» **Work request**
Transcribe only the lines of the listing below from the one holding "[ ] a keypoint on each instance of the cobblestone" through the one holding "[ ] a keypoint on each instance of the black leather", inclusive, without any change.

» **Record set**
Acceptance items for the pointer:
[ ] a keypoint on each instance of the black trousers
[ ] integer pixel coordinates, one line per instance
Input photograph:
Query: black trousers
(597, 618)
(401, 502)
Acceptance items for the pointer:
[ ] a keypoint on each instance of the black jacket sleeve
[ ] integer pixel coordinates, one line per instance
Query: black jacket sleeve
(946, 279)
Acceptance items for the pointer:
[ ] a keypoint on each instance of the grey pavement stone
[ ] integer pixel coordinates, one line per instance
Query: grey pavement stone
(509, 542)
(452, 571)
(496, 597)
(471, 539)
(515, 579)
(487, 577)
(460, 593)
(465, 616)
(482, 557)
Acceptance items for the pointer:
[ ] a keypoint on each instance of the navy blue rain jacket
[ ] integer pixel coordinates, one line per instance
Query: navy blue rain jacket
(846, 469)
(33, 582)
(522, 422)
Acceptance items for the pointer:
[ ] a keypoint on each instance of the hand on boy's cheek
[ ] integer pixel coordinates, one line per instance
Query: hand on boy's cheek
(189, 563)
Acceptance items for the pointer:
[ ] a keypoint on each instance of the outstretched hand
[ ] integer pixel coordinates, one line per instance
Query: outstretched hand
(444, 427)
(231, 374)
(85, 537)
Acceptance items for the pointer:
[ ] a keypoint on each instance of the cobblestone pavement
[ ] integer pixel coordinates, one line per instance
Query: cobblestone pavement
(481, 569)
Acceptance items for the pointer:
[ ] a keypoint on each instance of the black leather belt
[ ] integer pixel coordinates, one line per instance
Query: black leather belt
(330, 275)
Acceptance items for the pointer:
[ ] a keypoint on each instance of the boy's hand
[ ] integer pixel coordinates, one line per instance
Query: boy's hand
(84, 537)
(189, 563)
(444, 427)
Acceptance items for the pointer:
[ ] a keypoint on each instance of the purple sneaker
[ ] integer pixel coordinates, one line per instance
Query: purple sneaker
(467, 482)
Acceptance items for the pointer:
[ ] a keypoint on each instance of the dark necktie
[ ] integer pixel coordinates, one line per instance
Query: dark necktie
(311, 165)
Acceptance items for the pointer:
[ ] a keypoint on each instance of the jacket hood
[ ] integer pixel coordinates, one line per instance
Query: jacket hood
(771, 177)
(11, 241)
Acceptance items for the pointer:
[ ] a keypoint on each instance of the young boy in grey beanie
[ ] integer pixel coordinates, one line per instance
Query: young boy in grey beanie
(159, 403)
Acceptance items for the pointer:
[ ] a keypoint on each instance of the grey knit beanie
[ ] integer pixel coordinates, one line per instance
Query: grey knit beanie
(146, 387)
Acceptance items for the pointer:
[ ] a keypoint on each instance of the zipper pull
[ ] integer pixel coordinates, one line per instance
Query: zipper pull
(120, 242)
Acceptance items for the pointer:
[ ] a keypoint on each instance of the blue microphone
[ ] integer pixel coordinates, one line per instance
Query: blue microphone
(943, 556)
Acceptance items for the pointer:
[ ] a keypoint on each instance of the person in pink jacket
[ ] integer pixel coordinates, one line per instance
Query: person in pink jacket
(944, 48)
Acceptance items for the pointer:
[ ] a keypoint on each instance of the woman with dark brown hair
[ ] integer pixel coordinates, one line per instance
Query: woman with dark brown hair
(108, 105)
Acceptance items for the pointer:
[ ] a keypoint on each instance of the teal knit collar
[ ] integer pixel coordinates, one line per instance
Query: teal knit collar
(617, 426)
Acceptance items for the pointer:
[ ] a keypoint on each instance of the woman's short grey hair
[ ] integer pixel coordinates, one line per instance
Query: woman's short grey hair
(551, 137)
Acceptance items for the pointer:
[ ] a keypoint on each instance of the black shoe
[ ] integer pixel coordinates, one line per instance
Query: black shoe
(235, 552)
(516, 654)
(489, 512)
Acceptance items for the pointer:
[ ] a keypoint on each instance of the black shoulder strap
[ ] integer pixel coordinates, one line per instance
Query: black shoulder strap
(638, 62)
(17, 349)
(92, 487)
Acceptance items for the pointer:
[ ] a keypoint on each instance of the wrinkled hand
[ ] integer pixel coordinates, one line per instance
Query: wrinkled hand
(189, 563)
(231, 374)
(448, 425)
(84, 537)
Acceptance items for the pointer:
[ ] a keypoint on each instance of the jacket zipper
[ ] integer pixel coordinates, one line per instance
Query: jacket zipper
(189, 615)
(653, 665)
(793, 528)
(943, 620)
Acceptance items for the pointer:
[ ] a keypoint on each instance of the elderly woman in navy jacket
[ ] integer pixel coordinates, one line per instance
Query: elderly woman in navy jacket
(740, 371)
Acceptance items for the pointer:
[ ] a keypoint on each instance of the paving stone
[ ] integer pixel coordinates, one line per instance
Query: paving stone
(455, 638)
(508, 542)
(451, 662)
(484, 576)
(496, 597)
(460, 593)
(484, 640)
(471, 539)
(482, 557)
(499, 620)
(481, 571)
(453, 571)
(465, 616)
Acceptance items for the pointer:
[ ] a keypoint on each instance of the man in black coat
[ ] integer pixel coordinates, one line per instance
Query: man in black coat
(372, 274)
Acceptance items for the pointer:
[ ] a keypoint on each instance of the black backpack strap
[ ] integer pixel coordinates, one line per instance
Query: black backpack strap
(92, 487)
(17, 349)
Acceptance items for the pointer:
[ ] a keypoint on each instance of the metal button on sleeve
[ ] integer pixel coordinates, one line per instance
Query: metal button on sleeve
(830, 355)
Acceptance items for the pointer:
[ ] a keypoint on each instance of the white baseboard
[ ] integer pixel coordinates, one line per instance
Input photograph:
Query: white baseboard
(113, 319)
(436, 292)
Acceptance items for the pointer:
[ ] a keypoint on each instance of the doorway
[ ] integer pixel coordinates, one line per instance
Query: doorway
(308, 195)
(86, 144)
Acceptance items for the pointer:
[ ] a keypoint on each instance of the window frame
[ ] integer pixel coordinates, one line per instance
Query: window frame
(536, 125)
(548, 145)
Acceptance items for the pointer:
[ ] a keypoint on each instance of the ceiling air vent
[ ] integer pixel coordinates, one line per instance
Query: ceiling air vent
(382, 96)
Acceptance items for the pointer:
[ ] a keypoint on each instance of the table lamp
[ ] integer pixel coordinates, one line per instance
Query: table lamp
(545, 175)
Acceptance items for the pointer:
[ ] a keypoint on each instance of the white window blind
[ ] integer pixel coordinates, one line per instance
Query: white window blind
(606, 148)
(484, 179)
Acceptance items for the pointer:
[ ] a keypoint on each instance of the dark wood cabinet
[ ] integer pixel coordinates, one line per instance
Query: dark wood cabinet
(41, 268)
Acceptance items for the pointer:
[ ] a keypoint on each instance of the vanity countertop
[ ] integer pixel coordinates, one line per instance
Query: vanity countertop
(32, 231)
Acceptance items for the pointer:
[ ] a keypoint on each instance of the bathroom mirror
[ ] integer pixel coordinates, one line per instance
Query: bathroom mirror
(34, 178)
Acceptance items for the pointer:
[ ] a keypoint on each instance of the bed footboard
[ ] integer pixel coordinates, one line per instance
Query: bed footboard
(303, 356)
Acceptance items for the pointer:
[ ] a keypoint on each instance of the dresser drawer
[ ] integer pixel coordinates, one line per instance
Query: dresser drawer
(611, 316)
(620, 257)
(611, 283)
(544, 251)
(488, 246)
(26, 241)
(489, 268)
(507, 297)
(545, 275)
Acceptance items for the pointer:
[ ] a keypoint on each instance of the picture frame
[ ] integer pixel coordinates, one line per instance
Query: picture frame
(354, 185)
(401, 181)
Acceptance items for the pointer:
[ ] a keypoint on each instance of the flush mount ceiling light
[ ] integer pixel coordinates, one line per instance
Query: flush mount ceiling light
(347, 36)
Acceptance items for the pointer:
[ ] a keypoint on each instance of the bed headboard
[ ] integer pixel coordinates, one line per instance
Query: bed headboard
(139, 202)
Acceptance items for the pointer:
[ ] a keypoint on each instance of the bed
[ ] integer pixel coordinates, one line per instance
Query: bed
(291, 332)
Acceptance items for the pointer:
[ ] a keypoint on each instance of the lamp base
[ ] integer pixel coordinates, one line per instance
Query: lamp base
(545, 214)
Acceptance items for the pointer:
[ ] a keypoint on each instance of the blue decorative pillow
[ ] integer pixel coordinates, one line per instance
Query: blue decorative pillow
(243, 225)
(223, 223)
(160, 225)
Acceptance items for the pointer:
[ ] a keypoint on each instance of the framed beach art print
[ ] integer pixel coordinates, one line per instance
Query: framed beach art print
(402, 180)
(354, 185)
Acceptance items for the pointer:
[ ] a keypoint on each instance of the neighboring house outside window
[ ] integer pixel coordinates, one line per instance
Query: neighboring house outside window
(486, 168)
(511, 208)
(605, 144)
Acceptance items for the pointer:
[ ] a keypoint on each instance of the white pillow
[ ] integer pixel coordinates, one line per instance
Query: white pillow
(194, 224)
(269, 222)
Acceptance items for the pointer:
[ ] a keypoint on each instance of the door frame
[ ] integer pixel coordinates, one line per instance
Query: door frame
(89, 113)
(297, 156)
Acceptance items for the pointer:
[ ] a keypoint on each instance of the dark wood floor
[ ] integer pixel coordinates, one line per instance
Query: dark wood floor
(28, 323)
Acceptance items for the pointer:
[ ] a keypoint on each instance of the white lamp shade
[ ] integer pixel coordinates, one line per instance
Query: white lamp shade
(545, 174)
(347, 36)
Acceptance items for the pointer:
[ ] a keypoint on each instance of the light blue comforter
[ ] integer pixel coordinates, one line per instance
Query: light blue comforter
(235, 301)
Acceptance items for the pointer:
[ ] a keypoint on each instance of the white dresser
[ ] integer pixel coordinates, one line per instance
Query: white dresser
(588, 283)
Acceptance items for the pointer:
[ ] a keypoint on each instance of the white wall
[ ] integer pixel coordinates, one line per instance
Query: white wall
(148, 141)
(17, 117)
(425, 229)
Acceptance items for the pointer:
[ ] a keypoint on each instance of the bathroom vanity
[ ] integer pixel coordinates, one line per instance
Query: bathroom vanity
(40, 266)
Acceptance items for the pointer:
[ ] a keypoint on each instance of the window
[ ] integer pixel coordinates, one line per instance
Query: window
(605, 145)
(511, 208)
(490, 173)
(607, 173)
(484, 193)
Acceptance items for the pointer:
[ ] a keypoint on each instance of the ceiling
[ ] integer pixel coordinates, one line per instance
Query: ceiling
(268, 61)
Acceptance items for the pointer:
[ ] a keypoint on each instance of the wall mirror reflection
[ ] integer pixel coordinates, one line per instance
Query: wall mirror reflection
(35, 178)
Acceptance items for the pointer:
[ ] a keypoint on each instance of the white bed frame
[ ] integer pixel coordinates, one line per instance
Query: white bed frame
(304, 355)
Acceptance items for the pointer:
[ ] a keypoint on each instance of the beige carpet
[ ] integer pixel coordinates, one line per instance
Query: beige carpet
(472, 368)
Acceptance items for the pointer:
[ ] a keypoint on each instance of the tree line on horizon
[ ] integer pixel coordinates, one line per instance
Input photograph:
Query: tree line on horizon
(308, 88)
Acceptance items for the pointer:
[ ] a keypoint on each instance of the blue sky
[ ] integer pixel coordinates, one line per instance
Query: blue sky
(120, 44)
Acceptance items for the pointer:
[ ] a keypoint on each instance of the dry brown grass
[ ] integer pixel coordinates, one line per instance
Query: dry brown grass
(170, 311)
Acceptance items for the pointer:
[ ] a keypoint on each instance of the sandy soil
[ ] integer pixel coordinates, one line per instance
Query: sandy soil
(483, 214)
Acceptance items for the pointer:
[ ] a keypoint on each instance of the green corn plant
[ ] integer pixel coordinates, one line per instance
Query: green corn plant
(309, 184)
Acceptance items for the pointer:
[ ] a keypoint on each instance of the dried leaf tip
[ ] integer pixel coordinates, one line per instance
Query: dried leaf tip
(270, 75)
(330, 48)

» **Expected answer**
[ ] a keypoint on each instance of the cobblestone pavement
[ ] integer pixel coordinates, one line per instance
Query: cobblestone pavement
(481, 569)
Acceptance items for the pointer:
[ ] a keypoint on each instance of the black leather belt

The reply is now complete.